Goal of the exercise:
Render the stretch of items below, from the line containing "Expected output: for each instance of the metal" through the end of the items, as a numbered list with blank lines left out.

Given entries:

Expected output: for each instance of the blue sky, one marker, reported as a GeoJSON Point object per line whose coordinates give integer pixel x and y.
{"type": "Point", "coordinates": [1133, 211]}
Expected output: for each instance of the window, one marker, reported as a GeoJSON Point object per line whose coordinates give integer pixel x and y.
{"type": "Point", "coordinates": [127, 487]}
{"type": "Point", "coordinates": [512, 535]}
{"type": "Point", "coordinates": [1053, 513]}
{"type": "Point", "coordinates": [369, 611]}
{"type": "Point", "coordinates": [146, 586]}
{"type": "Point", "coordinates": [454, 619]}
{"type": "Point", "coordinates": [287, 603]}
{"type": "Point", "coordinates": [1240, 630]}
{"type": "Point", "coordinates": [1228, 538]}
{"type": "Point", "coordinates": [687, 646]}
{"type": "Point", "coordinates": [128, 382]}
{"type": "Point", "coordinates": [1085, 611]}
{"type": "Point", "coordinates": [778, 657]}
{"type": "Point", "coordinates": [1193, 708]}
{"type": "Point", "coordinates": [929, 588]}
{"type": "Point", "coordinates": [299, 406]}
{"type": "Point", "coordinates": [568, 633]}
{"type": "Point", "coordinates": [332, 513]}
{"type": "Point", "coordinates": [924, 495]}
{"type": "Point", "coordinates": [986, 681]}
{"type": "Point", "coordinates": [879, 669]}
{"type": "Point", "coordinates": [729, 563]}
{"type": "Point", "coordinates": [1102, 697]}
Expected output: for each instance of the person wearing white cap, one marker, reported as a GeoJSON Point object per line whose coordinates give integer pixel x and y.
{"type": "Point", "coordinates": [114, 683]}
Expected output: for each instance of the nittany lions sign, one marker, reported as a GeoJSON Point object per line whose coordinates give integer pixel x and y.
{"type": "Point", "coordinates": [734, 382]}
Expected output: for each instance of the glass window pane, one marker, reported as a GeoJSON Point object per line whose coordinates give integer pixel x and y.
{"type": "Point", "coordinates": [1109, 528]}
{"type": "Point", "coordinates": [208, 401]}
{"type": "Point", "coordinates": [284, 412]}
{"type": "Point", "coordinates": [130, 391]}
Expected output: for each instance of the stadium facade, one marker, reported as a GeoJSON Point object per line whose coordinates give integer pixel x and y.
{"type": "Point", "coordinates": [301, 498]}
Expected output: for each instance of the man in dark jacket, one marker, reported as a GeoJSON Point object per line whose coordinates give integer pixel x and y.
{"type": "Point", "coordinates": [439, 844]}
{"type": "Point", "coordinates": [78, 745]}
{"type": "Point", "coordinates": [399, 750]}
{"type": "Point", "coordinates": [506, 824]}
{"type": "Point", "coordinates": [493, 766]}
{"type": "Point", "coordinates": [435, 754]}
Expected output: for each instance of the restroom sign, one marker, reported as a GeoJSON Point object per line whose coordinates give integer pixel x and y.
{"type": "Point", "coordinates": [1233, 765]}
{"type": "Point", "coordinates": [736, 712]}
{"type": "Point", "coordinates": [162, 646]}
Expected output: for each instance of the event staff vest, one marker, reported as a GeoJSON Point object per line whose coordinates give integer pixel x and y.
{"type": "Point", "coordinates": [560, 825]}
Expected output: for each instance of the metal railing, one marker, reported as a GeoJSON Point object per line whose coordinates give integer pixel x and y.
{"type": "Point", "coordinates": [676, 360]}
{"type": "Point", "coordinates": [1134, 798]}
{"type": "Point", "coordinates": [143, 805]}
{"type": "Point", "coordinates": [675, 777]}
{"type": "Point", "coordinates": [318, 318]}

Answer to the exercise:
1. Expected output: for each instance of the metal railing, one marker, reported as a GeoJSON Point object per line whose coordinates give integer pixel x and y.
2. {"type": "Point", "coordinates": [676, 360]}
3. {"type": "Point", "coordinates": [1134, 798]}
4. {"type": "Point", "coordinates": [143, 805]}
5. {"type": "Point", "coordinates": [675, 777]}
6. {"type": "Point", "coordinates": [318, 318]}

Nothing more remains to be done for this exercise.